- **Task goal**
Repeat the entire listing exactly as written.

- **Data for the task**
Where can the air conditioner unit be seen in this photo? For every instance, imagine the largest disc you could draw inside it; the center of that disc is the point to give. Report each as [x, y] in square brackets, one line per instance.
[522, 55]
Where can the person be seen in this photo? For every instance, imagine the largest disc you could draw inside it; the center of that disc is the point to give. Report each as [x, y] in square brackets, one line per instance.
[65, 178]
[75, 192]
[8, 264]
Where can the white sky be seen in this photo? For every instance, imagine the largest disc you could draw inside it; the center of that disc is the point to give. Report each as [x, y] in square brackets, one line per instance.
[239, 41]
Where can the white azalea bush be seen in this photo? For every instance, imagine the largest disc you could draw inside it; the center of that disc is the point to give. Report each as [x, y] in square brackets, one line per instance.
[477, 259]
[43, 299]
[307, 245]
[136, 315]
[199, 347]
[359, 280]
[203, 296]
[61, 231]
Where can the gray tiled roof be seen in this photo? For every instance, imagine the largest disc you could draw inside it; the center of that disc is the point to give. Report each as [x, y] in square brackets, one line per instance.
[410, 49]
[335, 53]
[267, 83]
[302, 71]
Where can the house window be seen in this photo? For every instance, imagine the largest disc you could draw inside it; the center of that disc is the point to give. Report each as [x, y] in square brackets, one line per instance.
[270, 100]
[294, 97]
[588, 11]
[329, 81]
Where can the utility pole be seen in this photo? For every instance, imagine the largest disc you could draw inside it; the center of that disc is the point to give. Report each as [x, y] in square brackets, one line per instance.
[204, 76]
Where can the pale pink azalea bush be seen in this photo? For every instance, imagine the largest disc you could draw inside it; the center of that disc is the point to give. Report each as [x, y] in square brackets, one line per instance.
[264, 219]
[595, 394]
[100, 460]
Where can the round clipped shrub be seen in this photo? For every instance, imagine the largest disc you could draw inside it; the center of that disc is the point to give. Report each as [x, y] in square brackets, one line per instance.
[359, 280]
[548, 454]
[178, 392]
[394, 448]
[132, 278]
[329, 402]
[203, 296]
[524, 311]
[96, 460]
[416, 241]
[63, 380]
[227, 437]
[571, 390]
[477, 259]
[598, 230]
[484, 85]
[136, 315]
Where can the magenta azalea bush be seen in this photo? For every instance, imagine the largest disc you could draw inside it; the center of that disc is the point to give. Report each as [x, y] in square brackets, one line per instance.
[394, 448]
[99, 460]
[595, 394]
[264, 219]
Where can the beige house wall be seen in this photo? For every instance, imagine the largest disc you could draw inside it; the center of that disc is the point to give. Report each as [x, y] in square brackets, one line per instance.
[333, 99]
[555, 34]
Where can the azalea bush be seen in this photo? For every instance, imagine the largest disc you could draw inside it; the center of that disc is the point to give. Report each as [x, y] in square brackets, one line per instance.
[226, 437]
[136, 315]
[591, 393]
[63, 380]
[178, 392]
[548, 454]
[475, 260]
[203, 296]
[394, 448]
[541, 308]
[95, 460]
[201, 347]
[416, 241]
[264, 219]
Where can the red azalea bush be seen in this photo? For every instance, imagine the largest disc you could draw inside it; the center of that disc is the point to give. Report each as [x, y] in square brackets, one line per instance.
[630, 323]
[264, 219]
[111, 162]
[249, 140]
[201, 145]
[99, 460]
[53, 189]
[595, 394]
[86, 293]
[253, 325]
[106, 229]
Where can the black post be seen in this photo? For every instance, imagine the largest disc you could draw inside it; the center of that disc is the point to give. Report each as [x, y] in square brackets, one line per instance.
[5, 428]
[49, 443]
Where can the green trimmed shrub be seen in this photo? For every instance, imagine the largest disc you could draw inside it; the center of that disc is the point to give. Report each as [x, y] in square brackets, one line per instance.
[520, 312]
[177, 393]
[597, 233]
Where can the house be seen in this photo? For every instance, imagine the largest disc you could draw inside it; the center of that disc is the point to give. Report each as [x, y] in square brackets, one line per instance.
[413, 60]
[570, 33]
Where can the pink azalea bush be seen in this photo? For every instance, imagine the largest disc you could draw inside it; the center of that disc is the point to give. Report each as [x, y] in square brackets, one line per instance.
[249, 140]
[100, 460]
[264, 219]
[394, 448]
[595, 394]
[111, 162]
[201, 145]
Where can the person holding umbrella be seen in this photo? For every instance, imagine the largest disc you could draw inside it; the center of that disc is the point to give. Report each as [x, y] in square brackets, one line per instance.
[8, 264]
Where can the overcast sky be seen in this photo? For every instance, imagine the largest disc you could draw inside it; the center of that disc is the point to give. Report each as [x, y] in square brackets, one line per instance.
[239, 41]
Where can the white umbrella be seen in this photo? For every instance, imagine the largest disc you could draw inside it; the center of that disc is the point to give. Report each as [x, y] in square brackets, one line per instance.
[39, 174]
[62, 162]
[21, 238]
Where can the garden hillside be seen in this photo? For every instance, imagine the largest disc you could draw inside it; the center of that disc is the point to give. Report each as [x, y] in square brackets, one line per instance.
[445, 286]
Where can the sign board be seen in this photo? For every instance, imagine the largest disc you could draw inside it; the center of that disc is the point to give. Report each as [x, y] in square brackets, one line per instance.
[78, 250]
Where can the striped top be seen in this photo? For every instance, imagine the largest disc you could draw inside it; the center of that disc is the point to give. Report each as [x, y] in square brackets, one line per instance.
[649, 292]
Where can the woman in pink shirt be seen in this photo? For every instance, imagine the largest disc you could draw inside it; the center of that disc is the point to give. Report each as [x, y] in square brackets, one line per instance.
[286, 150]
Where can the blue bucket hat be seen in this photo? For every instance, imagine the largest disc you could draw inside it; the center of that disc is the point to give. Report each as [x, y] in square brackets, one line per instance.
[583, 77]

- **Result of the task**
Where can the air conditioner unit be seen in this photo? For every instance, imagine the largest disc you could draw inside it; the center of that disc is the point to give. Report each as [x, y] in square brackets, one line per instance.
[522, 55]
Where can the person be seen in this photo? For every instance, imagine the largest disc you could draw inside it; the center of that disc is the point to give. Report each as [x, y] in square brackets, one line per instance.
[65, 178]
[75, 192]
[8, 264]
Where can the white sky be seen in this photo? For every instance, imagine the largest disc you could draw inside it; the center of that disc is the point to give. Report each as [x, y] in square brackets, one line per instance.
[239, 41]
Where can the white azalea bush be seen in this photo? For every instance, imagine the largest disc you could draw inside it; the center of that disc is the point to give. Report each as [x, y] in square brackets, one line per instance.
[477, 259]
[43, 299]
[307, 245]
[136, 315]
[199, 347]
[359, 280]
[203, 296]
[61, 231]
Where can the gray tiled roof be seen in this photo? For every instance, imagine the largest disc you could draw inside it; the center of that disc is the point to give. Report each as [x, y] in square brackets, one line per instance.
[410, 49]
[335, 53]
[267, 83]
[302, 71]
Where can the house window be seen in this photo? For every instance, imagine the largest disc you could draw inside it; the center of that disc is the point to give. Report each as [x, y] in square brackets, one line per instance.
[270, 100]
[294, 97]
[588, 11]
[329, 81]
Where can the utility pole be seen in this photo? For every instance, imagine the largest disc you could draw inside it; the center of that disc is the point to give. Report each as [x, y] in square brackets, one line per instance.
[204, 76]
Where can the pale pink azalea bush be seen in this photo? For every instance, imagine the largest disc you could draw inside it; the center of that disc is the point to give. Report each as [x, y] in square brackets, one line per instance.
[264, 219]
[595, 394]
[100, 460]
Where can the round clipped shrub be seen in this photo? For every instance, imagine the largest disc you could draw inside it; the center of that disc is the point to give. Report each as [x, y] in square brackets, one line per instance.
[359, 280]
[548, 454]
[178, 392]
[394, 448]
[132, 278]
[329, 402]
[203, 296]
[524, 311]
[96, 460]
[416, 241]
[63, 380]
[227, 437]
[571, 390]
[477, 259]
[598, 230]
[484, 85]
[136, 315]
Where can the magenta azalea bush be seen in this photo? For every instance, imagine the largest disc you could draw inside it; the center of that disc is the point to give. Report each as [x, y] in square brackets, one line per instance.
[394, 448]
[99, 460]
[595, 394]
[264, 219]
Where can the beige house wall be seen in this photo? For every instance, imagine the largest disc you could draw inside it; the center of that disc is the point to give. Report each as [x, y] in square brackets, one line per instance.
[333, 99]
[555, 34]
Where can the azalea bush be seen in this photo? For every instance, imagine the largest disc you could draw inside it; the center of that disc is the point to give. Report each as [x, y] in square brackets, one line per instance.
[226, 437]
[136, 315]
[591, 393]
[63, 380]
[178, 392]
[548, 454]
[475, 260]
[203, 296]
[394, 448]
[541, 308]
[95, 460]
[201, 347]
[416, 241]
[264, 219]
Where can the red azalea bush be seen in this photo? For every instance, imagine the largest disc you could draw inside it; the center of that disc is the point to give. Report each as [x, y] in square brackets, one line per instance.
[630, 323]
[264, 219]
[111, 162]
[249, 140]
[201, 145]
[99, 460]
[53, 189]
[595, 394]
[86, 293]
[253, 325]
[106, 229]
Where can the black post be seen in this photo? For every instance, imagine the largest disc you could draw inside it; the center of that disc is the point to give. Report each as [x, y] in square brackets, one line per instance.
[5, 428]
[49, 443]
Where can the green trimmed shrub be seen in this photo? For every instance, imagine the largest disc you could draw inside it; the center of that disc is the point to give. Report each as [x, y] in square brackets, one line per instance.
[520, 312]
[177, 393]
[597, 233]
Where can the house be seen in this photo? For every instance, imagine the largest disc you could draw inside it; the center of that disc is the point to give. Report each as [x, y] in square brackets, one line per instance.
[413, 60]
[570, 33]
Where can the pink azalea bush be seen in this photo? For every instance, imagine the largest disc you could draw inside it; the center of that disc is the point to give. Report each as [x, y] in square brackets, one line per instance.
[249, 140]
[100, 460]
[264, 219]
[394, 448]
[595, 394]
[111, 162]
[201, 145]
Where can the person holding umbrella be seen in this photo? For every instance, imagine the largest disc you could draw inside it; the center of that disc is the point to give. Report each as [x, y] in square brackets, one line per instance.
[8, 264]
Where can the overcast sky be seen in this photo? For every instance, imagine the largest disc you could draw inside it; the center of that disc is the point to give. Report each as [x, y] in square brackets, one line per instance.
[239, 41]
Where can the white umbrella be seen in this photo? For every instance, imagine the largest disc you could draw inside it; the center of that disc is the point to give. Report each as [x, y] in square brackets, one line per instance.
[39, 174]
[62, 162]
[21, 238]
Where can the garden hillside be seen in this photo? For every instance, imagine the largest disc you could draw inside it; the center of that disc is the point to give. Report each as [x, y] in square brackets, one line per instance.
[445, 286]
Where can the sign board be seen in this photo? For every instance, imagine the largest disc you could draw inside it; the center of that disc is the point to give. Report each as [x, y] in square brackets, one line per instance.
[78, 250]
Where can the striped top be seen in this photo? For every instance, imagine the largest disc you could draw inside it; the center of that disc is the point to give. Report each as [x, y] in square brackets, one line per instance.
[649, 292]
Where can the woman in pink shirt be seen in this photo? For every instance, imagine the largest disc you could draw inside it; the center of that disc is the point to give. Report each as [x, y] in square brackets, one line per instance.
[286, 150]
Where can the blue bucket hat be seen in this photo? For every instance, imagine the largest disc you could draw inside it; the center of that disc is the point to give. Report each as [x, y] in square brackets, one line per instance.
[583, 77]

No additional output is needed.